▶ _Directions_
(a) According to the Elizabeth Rakoczy article below, why did Rakoczy receive the Florey Medal in 2017? Reply in one to three sentences.
(b) Decide whether each statement agrees with the Elizabeth Rakoczy article below. Answer yes or no for each, and quote the words from the article that settle it: (i) Rakoczy served as Research Director of the Lions Eye Institute from 1999 to 2009; (ii) Rakoczy has published fewer than 100 scientific papers; (iii) Rakoczy's research focuses on gene therapy and animal model development.

[Extract to read Boundary: Start]

= Elizabeth Rakoczy =

Hungarian-born molecular ophthalmologist

Elizabeth P. Rakoczy (née Piroska E. Szepessy) is a Hungarian-born molecular ophthalmologist. She is a Emerita Professor at the University of Western Australia. She started the molecular ophthalmology department at the Lions Eye Institute. In 2017, Rakoczy was awarded the Florey Medal for her human gene therapy trial to modify viruses for the treatment of wet age-related macular degeneration.

== Career ==
Rakoczy was born is Miskolc, Hungary. She started the Department of Molecular Ophthalmology at the Lions Eye Institute and Professor of Molecular Ophthalmology at the University of Western Australia. She was the Research Director of the Lions Eye Institute and the Centre of Ophthalmology and Visual Sciences between 1999-2009. Rakoczy's research focuses on gene therapy and animal model development. Her laboratory developed and sold the ’Kimba’ and ‘Akimba’ mouse models for advanced retinal neovascularization. She pioneered secretion gene therapy or ‘biofactory’ for the treatment of wet age related macular degeneration. In 2011 it was licensed to Avalanche Biotechnologies Inc., (now Adverum Biotechnologies), which used the technology to raise ~$300 Million. Rakoczy has published more than 180 scientific papers in academic journals and several patents.

[Extract to read Boundary: End]
[Source data Boundary: Start]

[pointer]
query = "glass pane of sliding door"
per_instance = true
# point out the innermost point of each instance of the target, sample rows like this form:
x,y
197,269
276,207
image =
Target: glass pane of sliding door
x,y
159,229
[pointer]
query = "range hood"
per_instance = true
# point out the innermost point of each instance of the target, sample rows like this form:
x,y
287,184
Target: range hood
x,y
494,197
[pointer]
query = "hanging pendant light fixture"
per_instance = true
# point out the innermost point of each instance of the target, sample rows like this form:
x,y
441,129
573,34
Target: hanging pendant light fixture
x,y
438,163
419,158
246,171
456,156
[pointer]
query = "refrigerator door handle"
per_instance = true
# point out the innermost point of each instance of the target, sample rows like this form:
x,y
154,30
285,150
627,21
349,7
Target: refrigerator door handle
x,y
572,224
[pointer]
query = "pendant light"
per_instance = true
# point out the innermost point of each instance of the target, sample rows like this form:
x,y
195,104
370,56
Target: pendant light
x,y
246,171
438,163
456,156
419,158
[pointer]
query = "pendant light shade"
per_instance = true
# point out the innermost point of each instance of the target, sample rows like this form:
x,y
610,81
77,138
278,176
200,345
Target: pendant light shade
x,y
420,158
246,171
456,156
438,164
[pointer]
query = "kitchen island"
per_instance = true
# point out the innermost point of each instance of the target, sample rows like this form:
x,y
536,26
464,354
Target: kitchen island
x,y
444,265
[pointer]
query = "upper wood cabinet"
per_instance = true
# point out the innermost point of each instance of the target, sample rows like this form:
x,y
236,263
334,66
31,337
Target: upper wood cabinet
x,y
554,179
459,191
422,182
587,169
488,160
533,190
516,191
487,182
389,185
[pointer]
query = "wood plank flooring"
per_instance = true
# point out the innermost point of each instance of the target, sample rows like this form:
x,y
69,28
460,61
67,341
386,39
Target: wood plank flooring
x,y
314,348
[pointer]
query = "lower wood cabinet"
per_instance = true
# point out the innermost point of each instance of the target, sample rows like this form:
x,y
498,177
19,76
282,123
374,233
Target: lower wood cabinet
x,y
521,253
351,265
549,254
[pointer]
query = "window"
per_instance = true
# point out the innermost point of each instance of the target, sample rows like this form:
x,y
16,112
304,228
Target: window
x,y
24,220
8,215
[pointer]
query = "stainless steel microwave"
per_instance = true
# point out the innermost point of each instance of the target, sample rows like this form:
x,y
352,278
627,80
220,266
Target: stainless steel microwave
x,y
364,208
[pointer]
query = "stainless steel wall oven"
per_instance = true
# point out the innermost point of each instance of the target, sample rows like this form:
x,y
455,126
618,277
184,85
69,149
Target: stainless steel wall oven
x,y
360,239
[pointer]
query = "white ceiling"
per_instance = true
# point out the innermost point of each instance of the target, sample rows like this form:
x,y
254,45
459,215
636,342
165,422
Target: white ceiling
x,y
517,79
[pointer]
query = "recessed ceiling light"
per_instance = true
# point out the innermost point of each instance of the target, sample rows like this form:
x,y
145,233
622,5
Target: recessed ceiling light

[Source data Boundary: End]

▶ _Outputs in order_
(a) Rakoczy received the Florey Medal in 2017 for her human gene therapy trial. The trial modified viruses to treat wet age-related macular degeneration.

(b)
(i) Yes: "She was the Research Director of the Lions Eye Institute and the Centre of Ophthalmology and Visual Sciences between 1999-2009."
(ii) No: "Rakoczy has published more than 180 scientific papers in academic journals and several patents."
(iii) Yes: "Rakoczy's research focuses on gene therapy and animal model development."